## [TASK BRIEF]
Show every line from the entries below that contains the word "hillside", copying each line in full. Case counts.

### RECORDS SHOWN ###

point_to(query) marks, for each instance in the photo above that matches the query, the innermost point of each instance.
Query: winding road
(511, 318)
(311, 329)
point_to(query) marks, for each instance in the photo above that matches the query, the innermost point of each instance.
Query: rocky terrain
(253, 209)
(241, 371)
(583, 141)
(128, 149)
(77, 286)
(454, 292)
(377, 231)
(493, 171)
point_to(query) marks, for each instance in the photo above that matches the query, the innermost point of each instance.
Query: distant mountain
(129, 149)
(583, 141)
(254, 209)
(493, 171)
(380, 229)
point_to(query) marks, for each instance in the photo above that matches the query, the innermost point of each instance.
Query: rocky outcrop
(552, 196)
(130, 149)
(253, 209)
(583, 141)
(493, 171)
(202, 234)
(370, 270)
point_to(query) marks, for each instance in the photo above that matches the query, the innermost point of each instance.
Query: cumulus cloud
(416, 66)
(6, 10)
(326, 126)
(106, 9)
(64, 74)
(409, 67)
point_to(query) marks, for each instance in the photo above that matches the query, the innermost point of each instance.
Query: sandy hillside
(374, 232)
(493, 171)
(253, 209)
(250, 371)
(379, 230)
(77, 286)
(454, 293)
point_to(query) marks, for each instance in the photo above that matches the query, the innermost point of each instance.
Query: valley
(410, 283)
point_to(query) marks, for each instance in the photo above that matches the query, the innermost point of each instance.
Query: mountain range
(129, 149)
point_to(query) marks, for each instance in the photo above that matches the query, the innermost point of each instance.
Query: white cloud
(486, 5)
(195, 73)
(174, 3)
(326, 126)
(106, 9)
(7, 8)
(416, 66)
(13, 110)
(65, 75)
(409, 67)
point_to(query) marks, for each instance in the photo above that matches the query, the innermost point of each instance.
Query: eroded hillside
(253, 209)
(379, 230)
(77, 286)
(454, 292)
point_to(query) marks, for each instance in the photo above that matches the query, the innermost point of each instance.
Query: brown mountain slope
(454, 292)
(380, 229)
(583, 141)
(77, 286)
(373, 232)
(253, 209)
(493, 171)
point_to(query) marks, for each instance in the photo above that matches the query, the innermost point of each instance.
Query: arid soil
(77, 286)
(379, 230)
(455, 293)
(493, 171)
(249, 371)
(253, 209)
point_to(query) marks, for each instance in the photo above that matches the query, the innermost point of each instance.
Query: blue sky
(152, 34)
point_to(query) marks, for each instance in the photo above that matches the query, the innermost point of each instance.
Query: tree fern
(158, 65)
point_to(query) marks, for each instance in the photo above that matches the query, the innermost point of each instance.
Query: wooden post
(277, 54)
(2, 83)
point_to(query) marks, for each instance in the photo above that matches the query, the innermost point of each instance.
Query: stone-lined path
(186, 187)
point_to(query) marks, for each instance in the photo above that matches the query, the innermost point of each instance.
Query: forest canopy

###
### RECORDS SHOWN ###

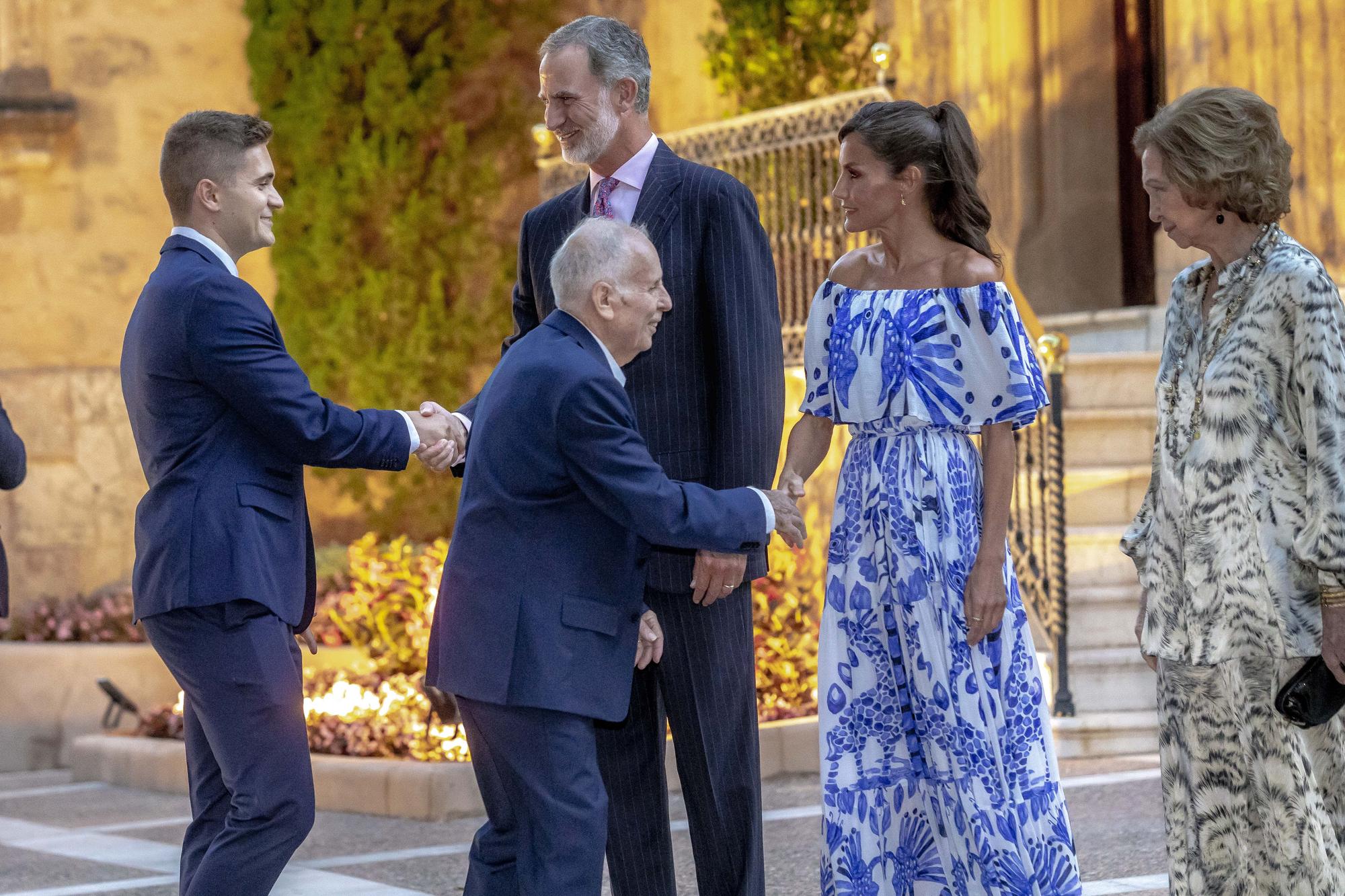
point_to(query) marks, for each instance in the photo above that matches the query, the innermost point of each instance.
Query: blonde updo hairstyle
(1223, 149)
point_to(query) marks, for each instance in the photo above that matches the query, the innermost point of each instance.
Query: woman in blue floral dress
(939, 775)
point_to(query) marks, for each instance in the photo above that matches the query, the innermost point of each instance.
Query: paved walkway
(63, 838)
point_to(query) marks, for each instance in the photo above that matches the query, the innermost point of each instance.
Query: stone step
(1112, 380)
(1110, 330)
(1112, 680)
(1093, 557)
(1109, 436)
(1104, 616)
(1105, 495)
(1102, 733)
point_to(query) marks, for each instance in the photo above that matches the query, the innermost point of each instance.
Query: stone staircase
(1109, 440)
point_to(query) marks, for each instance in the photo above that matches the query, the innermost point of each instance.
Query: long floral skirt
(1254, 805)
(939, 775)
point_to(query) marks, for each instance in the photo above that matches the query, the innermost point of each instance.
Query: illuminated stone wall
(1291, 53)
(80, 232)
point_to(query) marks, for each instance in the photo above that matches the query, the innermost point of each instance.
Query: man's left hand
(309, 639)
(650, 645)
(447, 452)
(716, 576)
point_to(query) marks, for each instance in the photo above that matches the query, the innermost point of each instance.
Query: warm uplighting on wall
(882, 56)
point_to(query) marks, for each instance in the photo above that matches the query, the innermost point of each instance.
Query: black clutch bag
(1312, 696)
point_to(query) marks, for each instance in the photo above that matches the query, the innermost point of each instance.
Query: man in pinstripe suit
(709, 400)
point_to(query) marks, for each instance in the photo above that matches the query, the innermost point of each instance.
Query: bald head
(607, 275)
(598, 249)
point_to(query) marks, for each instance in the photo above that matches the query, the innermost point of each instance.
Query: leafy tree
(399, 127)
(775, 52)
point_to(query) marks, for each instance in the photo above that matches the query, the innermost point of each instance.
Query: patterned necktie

###

## [THE REPLY]
Query: sandy hillside
Query: eroded hillside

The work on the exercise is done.